**PASSAGE TO READ**
_ _ _ _ _ _ _

ATA over Ethernet and Network Block Device performance tests
The purpose of these tests was to test the feasibility of moving disk storage away from the computer using the storage and connect the two via ethernet on the block device level (as opposed to just using a network file system such as NFS). There are basically two Linux solutions for this: the network block device (NBD) and ATA over Ethernet (AoE). NBD exports a block device over TCP, whereas AoE functions on the link level and is originally meant for hardware targets though software targets are possible using the vblade program.
Before the test it was thought that AoE might have better performance as TCP throughput might not be very good over high-speed links. On the other hand, TCP offload engines may or may not affect TCP performance.

_ _ _ _ _ _ _

**WRITTEN PROBLEM 1**
List every abbreviation that appears in the write-up on AoE and NBD performance tests, its title included.
**WRITTEN PROBLEM 2**
Write the next part of the write-up on AoE and NBD performance tests, picking up after its last sentence.
The items after this point are separate from the write-up on AoE and NBD performance tests.

_ _ _ _ _ _ _

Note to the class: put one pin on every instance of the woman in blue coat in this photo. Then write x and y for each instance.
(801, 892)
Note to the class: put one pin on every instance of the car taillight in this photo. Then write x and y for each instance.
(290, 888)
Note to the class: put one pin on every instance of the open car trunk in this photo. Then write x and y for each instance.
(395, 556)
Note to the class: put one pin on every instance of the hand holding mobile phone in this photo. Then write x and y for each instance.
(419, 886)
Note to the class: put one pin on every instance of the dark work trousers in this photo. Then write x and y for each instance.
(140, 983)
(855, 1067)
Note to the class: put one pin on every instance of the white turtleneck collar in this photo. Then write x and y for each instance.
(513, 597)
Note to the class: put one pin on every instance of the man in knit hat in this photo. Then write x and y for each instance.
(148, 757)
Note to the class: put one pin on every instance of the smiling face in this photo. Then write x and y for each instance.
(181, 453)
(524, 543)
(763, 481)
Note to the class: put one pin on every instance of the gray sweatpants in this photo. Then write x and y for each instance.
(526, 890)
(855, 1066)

_ _ _ _ _ _ _

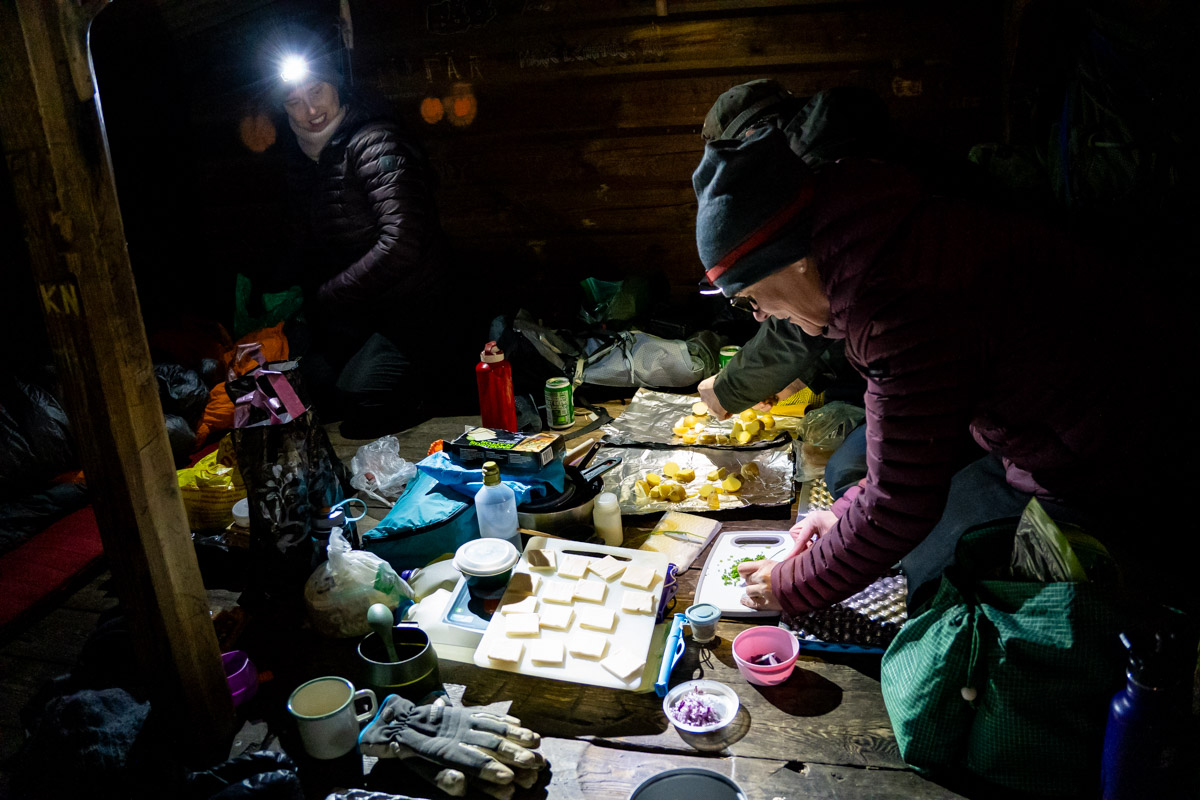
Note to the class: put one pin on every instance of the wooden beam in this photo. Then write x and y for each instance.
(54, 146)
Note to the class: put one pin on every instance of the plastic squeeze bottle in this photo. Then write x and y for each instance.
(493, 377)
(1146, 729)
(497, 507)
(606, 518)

_ _ _ _ _ _ _

**WRITTEN ANSWER 1**
ATA, NFS, NBD, AoE, TCP

**WRITTEN ANSWER 2**
Setup
The tests computers were abidal (Asus L1N64-SLI WS, two dual-core AMD 2212 CPUs, 4GB RAM, 4/12 x SATA in RAID0, Nvidia gigabit ethernet, Ubuntu 7.10 amd64) as the server and juliano (Asus P5WD2-E Premium, Core 2 Duo 3.2 GHz, 2GB RAM, sky2 gigabit ethernet, Debian Etch x86) as the client. Both had a Chelsio N320E-CX dual-CX4 10gbit ethernet card. The connections, both 1gbit and 10gbit, were directly from network card to network card. Playstation 3 was also used as the client, but tests were limited to one configuration for both AoE and NBD as the PS3 ethernet chip does not support jumbo frames.
The file system exported over the network was XFS with a 4096-byte block size. It was on top of a RAID0 with 1-megabyte chunk size with 4 and 12 disks. Originally it was planned to use only the 12-disk configuration, but that was too big for a 32-bit NBD client so the same disks were used to make a smaller 4-disk RAID0 that was then used also for the other tests.
AoE exporting was done with vblade (version 14) and NBD exporting with nbd-server. The client used the NBD kernel module that came with the kernel and self-compiled AoE module version 55 (the kernel had version 32).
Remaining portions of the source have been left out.